◆ Exercise aim: Before the entries, output the passage of the dairy market text that starts at "In its latest Dairy" and ends at "lbs, up 67%.", copied word for word.

Milk production in the 23 major producing states was 14,750 million lbs in July, up 1.7% from July 2007. It was the smallest monthly year-over-year increase since 1.2% in June 2007 from June 2006, according to U.S. Department of Agriculture data.

"Milk production increases, both this year and next, will be slight," the U.S.D.A. said in its most recent Livestock, Dairy and Poultry Outlook. "Lower forecast prices and lower forecast feed prices combine to maintain dairy herds and hold production relatively steady."

Monthly production will have to slide considerably further in the latter half of the year if the U.S.D.A.’s forecast annual increase of only 2.1% from 2007 is to be realized. Milk production in the first six months of the year was up 3.4% from the same period of 2007, with monthly year-over-year increases ranging from 2.3% to 3.5% (excluding February because of Leap Year). The U.S.D.A. expects only a 0.4% increase in milk production in 2009.

Milk prices paid to farmers have declined modestly this year. In its latest Agricultural Prices report, the U.S.D.A. said the average price paid for all grades of milk was $18.50 a cwt in August, down 14% from August 2007.

Price declines for most dry dairy products have been much greater and are well below year-ago levels, some of which peaked at record highs in the second and third quarters of 2007.

At the end of August, the most dramatic decline was for 34% whey protein concentrate at 45@55c a lb, down 70% from a year earlier. Lactose values at 20@30c were down 64% and dry whey at 20@25c was down 58%. Dry buttermilk prices were $1.10@1.25 a lb, down 41%, and all classes of nonfat dry milk ranged from $1.35@1.52 a lb, down 30% to 33% from the same time last year.

"Whey prices have been declining throughout 2008 as demand has flagged," the U.S.D.A. said.

In its latest Dairy Products report, the U.S.D.A. said July 31 manufacturers stocks of dry dairy products for human consumption ranged from 4% to 68% above year-ago levels. Stocks of nonfat dry milk were 140 million lbs, up 12%, dry whey 56 million lbs, up 4%, whey protein concentrate 41 million lbs, up 61%, dry buttermilk 9 million lbs, up 12%, and lactose 86 million lbs, up 67%.

◆ Study material:
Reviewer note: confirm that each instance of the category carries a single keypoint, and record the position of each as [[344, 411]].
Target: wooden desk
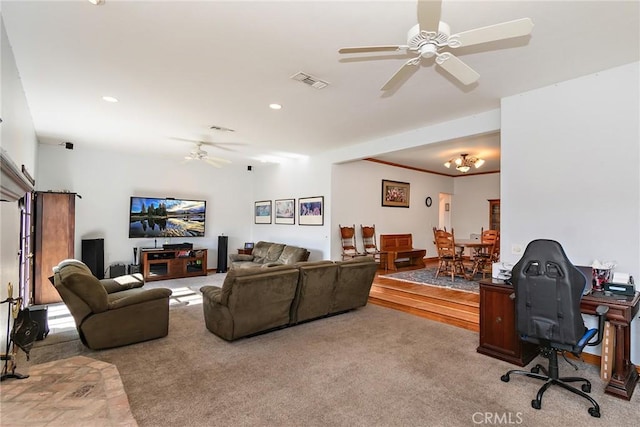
[[499, 338], [400, 247]]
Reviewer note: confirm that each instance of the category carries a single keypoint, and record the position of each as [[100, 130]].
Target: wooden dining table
[[476, 246]]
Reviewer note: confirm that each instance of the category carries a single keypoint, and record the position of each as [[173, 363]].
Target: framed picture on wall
[[395, 194], [262, 212], [311, 211], [285, 211]]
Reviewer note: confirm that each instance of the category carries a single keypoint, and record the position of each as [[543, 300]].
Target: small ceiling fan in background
[[198, 153], [431, 36]]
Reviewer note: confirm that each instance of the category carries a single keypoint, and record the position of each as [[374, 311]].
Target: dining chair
[[348, 241], [449, 260], [369, 241], [484, 259]]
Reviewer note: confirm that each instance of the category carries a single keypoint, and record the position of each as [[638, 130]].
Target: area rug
[[426, 276]]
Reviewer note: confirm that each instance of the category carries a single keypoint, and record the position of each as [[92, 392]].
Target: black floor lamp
[[23, 333]]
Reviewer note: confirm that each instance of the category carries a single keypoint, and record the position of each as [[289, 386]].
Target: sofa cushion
[[88, 288], [274, 252], [260, 251], [291, 255]]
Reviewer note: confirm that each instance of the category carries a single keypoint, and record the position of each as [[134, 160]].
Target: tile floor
[[78, 391]]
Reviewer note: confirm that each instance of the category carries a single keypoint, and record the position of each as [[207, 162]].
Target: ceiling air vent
[[310, 80]]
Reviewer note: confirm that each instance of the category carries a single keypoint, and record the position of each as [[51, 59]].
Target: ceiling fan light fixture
[[464, 163]]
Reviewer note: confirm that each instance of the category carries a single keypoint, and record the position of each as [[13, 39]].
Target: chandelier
[[464, 163]]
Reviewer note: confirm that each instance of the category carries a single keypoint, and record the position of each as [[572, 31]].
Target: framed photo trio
[[311, 211], [395, 193], [285, 211], [262, 212]]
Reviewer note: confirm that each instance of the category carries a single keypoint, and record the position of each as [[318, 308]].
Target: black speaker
[[93, 256], [117, 270], [39, 315], [222, 254]]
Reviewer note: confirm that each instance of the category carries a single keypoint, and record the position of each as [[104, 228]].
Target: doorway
[[444, 211]]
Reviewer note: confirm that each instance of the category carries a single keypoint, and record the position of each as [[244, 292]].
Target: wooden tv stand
[[162, 264]]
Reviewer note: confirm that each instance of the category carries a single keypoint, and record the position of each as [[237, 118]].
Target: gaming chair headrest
[[546, 257]]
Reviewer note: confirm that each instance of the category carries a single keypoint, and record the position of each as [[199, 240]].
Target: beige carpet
[[370, 367]]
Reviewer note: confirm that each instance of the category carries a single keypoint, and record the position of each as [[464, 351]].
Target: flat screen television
[[166, 217]]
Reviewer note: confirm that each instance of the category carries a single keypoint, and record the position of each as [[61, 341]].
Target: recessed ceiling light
[[221, 129]]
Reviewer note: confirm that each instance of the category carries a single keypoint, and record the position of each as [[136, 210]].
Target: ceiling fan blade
[[213, 163], [458, 69], [429, 12], [506, 30], [218, 160], [364, 49], [402, 74]]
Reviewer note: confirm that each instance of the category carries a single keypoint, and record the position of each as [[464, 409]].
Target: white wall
[[17, 137], [293, 179], [107, 179], [469, 204], [569, 156]]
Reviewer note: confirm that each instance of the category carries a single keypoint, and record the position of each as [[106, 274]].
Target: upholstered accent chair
[[111, 312]]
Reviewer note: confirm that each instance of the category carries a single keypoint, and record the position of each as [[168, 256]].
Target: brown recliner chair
[[111, 312]]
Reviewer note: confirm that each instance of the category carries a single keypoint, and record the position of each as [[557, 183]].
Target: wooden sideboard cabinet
[[498, 335], [162, 264], [494, 214]]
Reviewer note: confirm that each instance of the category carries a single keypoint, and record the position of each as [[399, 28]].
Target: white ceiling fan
[[199, 154], [430, 37], [220, 145]]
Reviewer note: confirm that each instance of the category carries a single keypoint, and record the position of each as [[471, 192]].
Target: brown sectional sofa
[[256, 300], [268, 254]]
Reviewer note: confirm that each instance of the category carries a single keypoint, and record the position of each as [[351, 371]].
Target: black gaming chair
[[548, 289]]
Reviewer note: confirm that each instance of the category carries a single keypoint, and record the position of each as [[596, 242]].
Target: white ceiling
[[179, 67]]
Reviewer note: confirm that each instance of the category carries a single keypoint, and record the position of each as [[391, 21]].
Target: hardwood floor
[[457, 308]]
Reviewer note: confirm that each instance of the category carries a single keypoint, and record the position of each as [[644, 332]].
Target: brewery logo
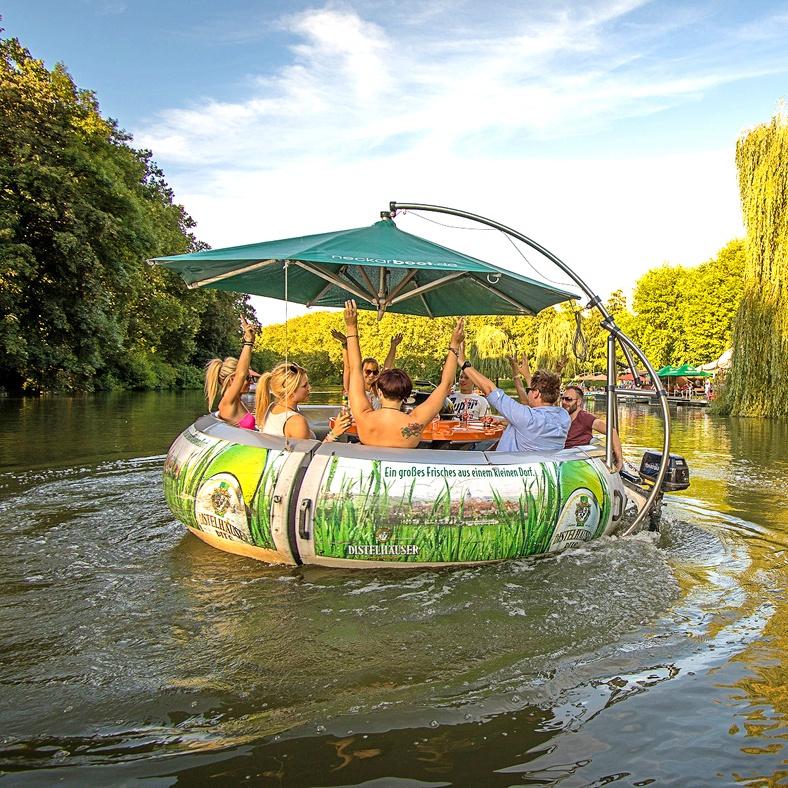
[[220, 499], [582, 510], [577, 521], [220, 510]]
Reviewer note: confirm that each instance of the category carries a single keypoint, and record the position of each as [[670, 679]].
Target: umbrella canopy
[[668, 372], [688, 371], [380, 266]]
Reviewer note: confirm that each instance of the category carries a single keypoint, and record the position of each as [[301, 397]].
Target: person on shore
[[466, 404], [229, 379], [390, 425], [370, 368], [521, 374], [539, 424], [584, 423], [279, 393]]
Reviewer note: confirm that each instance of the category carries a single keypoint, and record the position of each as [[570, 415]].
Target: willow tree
[[758, 381]]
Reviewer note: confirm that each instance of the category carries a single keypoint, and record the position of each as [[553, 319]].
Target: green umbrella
[[380, 266], [668, 372], [688, 371]]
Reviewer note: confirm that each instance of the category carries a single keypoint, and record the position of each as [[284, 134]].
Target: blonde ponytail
[[280, 384], [218, 374], [262, 398]]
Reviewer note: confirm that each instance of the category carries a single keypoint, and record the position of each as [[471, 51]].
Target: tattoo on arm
[[412, 430]]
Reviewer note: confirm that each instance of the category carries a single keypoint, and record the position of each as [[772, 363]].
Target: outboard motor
[[676, 478], [676, 475]]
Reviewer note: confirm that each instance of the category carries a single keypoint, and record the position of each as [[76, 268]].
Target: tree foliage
[[80, 212], [759, 374]]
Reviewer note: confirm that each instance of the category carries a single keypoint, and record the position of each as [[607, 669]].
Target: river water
[[131, 650]]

◆ Your response:
In its latest Dairy Products report, the U.S.D.A. said July 31 manufacturers stocks of dry dairy products for human consumption ranged from 4% to 68% above year-ago levels. Stocks of nonfat dry milk were 140 million lbs, up 12%, dry whey 56 million lbs, up 4%, whey protein concentrate 41 million lbs, up 61%, dry buttermilk 9 million lbs, up 12%, and lactose 86 million lbs, up 67%.